(Pointing dataset rows)
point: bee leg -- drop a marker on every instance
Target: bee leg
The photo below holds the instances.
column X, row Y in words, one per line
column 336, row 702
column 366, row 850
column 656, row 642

**YOUR INSTRUCTIONS**
Rewrite every line of the rows above as a numbered list, leaving out any blank lines.

**ANSWER TO THIS PROBLEM**
1. point: bee leg -- drop a marker on every instance
2. Target: bee leg
3. The photo below holds the instances.
4. column X, row Y in words, one per line
5. column 336, row 702
6. column 366, row 850
7. column 656, row 642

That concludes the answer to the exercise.